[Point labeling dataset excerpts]
━━━━
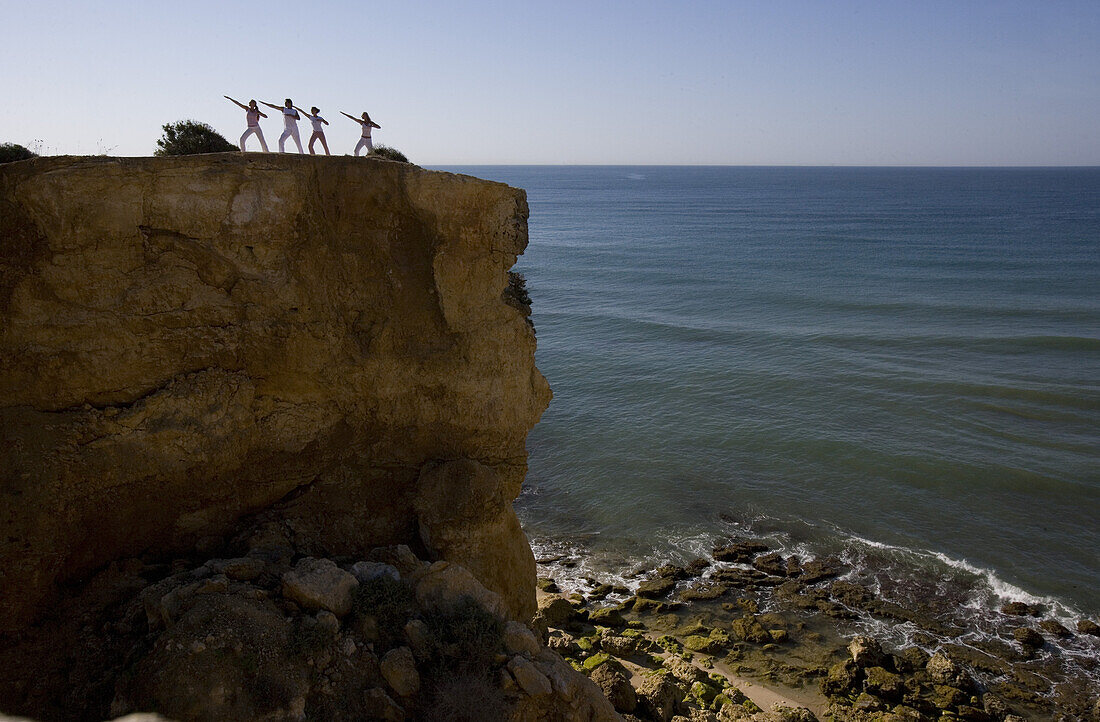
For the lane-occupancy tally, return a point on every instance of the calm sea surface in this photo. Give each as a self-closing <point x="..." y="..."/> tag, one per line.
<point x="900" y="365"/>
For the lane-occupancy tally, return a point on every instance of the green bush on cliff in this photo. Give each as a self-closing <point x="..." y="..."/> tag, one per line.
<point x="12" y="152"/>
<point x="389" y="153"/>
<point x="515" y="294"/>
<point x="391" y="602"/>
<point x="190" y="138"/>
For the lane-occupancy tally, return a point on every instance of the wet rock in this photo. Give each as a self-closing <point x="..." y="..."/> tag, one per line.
━━━━
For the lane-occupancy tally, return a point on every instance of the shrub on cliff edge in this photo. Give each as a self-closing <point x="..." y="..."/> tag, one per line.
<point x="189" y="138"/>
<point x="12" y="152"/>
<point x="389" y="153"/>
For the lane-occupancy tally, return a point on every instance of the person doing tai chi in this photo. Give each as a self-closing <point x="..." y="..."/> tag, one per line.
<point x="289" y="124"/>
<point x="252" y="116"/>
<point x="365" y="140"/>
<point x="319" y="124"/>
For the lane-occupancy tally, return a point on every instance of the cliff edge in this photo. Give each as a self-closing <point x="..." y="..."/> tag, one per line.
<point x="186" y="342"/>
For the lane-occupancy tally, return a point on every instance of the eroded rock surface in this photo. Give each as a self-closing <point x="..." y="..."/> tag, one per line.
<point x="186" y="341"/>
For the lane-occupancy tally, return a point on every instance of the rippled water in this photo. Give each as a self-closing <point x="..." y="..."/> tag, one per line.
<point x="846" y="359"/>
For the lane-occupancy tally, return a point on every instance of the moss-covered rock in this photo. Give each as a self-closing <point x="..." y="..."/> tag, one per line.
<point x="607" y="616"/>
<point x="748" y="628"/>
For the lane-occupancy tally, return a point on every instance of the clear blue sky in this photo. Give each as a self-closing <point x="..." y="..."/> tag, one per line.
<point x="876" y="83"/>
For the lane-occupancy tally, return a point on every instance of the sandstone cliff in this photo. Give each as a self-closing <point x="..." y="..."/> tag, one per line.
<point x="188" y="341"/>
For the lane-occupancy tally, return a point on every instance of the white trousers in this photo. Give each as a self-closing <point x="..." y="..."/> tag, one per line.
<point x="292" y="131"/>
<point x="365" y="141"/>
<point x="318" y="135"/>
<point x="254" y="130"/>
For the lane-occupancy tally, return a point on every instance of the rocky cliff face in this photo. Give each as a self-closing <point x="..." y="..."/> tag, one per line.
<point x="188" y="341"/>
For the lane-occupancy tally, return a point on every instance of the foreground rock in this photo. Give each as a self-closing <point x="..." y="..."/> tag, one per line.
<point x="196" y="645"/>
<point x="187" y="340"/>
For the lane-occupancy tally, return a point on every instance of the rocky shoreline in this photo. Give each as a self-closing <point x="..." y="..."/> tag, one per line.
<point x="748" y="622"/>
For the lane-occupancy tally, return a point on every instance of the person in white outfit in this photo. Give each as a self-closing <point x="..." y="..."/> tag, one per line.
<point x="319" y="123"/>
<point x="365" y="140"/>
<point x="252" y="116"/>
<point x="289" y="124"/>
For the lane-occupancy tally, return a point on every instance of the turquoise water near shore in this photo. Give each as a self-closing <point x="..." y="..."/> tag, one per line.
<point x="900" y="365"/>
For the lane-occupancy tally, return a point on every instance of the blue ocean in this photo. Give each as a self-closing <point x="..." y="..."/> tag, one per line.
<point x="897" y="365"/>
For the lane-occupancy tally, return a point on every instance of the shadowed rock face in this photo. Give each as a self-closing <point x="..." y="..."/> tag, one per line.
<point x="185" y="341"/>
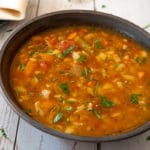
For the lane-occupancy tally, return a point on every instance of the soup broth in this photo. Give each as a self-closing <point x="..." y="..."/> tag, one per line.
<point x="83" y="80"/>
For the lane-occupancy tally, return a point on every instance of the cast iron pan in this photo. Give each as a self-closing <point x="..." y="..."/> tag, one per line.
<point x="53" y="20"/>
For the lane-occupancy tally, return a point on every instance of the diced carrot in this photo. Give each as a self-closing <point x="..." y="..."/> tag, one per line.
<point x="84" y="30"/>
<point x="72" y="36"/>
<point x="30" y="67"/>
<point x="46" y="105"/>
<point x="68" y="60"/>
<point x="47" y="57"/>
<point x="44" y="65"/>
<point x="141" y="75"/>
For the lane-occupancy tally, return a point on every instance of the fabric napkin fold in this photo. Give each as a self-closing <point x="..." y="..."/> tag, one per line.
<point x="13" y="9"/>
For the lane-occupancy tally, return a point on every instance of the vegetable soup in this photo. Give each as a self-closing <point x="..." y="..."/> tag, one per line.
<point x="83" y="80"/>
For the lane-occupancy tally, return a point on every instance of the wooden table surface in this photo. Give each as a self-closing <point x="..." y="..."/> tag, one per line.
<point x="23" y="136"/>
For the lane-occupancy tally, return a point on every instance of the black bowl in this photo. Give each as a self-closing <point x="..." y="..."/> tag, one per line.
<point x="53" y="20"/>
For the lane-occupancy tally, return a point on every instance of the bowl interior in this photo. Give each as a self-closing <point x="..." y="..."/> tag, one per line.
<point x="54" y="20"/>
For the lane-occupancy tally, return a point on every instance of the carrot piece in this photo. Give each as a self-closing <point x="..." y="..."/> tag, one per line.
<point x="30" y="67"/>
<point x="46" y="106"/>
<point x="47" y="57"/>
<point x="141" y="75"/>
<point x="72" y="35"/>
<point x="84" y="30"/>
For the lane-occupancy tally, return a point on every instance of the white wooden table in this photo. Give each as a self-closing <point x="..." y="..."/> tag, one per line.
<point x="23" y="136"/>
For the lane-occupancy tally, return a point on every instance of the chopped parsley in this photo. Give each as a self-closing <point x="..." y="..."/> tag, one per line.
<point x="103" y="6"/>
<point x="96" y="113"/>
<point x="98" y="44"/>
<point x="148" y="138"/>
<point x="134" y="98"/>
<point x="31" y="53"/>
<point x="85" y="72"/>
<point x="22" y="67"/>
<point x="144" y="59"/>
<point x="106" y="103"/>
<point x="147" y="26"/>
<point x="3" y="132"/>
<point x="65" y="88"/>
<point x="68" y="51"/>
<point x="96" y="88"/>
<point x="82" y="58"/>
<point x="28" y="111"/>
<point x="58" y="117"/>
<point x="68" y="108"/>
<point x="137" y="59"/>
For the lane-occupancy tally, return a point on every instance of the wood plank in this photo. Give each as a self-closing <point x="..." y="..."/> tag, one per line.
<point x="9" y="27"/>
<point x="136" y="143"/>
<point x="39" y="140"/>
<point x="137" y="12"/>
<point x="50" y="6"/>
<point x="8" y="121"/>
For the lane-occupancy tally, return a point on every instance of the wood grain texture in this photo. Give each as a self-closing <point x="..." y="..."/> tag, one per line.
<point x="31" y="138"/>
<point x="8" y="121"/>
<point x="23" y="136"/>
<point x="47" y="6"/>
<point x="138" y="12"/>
━━━━
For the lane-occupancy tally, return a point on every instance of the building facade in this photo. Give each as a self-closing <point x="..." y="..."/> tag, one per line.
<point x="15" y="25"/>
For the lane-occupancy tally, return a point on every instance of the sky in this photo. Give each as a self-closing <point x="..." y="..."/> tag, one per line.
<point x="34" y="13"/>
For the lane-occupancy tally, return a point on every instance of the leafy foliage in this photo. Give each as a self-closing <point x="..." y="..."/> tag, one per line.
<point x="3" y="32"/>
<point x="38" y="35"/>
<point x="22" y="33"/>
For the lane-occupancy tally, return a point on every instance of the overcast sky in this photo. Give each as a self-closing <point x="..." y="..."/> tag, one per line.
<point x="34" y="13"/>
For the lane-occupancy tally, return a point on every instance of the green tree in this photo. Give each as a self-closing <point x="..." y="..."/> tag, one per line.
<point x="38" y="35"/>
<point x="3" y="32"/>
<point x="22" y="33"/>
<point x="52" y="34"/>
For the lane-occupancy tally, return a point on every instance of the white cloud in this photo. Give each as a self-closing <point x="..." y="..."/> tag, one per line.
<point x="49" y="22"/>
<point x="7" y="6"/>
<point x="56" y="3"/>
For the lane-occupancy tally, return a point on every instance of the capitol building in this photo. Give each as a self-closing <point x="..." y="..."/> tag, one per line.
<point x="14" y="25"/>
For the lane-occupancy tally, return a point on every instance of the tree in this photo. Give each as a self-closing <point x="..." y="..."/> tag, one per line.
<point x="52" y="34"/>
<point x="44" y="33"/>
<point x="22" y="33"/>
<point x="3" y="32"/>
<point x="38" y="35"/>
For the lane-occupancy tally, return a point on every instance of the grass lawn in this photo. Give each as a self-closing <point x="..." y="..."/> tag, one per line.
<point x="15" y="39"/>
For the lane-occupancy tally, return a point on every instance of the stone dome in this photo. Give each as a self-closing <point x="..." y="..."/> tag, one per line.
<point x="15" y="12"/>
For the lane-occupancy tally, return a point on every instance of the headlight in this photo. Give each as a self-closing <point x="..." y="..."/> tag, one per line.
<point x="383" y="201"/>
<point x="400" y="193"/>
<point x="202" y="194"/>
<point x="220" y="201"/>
━━━━
Count the lines of the material above that contain the word "wooden", treating uppercase and lowercase as different. Give only the number.

2